DATA RECORDS —
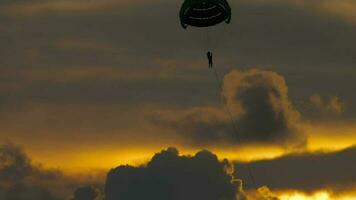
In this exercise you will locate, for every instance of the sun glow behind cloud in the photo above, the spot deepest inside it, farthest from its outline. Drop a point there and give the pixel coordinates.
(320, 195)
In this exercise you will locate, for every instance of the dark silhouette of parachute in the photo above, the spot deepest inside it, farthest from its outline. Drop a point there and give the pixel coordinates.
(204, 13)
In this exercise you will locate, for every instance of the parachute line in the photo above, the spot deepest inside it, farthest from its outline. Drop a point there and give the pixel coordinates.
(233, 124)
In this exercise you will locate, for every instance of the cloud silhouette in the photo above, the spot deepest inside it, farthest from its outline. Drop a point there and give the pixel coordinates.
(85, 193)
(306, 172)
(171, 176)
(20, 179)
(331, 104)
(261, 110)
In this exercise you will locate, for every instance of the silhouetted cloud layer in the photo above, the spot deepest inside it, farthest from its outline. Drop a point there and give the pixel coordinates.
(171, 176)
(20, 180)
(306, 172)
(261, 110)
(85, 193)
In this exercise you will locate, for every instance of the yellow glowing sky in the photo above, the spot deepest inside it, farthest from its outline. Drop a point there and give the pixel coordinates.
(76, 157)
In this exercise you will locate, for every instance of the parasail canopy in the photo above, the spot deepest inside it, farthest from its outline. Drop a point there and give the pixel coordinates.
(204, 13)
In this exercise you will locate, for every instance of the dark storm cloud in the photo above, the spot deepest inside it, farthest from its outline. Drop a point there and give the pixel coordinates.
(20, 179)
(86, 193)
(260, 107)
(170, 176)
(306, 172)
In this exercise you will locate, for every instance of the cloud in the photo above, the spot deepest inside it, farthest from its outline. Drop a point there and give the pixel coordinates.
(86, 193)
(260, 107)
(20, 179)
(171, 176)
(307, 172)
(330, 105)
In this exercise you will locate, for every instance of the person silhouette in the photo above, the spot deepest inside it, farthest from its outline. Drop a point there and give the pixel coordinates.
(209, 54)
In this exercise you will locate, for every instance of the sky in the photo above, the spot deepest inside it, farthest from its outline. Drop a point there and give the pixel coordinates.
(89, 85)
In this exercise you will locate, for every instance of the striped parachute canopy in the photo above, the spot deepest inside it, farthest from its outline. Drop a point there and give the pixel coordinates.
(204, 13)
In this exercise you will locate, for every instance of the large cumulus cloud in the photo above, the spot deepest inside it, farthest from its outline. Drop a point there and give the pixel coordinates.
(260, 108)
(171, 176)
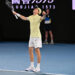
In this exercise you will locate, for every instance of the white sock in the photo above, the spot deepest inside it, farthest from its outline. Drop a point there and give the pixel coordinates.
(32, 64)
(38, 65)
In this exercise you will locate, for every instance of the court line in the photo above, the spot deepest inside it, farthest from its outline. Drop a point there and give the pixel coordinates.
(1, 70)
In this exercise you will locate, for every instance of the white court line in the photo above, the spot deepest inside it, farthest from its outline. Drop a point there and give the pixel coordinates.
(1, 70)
==
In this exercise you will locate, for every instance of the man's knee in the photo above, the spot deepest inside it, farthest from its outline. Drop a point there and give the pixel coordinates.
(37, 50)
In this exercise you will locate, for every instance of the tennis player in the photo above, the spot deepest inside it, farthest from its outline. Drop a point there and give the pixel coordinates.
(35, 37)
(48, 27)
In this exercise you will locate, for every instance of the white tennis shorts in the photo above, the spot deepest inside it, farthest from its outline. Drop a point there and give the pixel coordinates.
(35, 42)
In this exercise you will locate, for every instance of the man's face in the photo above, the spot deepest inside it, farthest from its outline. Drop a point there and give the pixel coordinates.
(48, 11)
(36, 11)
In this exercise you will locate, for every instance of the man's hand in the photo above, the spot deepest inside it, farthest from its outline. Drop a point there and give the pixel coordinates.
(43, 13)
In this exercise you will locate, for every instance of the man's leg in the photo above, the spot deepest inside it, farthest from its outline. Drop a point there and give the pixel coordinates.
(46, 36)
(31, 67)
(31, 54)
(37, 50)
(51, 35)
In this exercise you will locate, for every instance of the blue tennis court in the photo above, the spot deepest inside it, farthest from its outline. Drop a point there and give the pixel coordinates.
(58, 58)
* * *
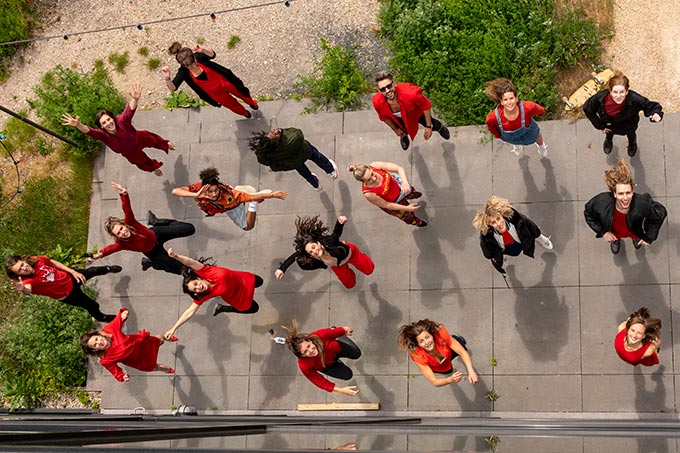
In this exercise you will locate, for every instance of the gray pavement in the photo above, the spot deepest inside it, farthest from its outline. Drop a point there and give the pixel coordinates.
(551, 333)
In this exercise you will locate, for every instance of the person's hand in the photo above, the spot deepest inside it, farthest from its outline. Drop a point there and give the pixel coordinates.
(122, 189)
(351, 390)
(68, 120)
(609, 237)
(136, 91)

SET PROBLEM — Pull out every line of the listing above that contains the word "parasail", and copy each one.

SOLUTION TO THIS EXERCISE —
In this exercise you will locate, for every instance of the parasail canopy in the photo above, the spot deepest inside it, farthest from its outline. Drop a point there and give the pixel coordinates.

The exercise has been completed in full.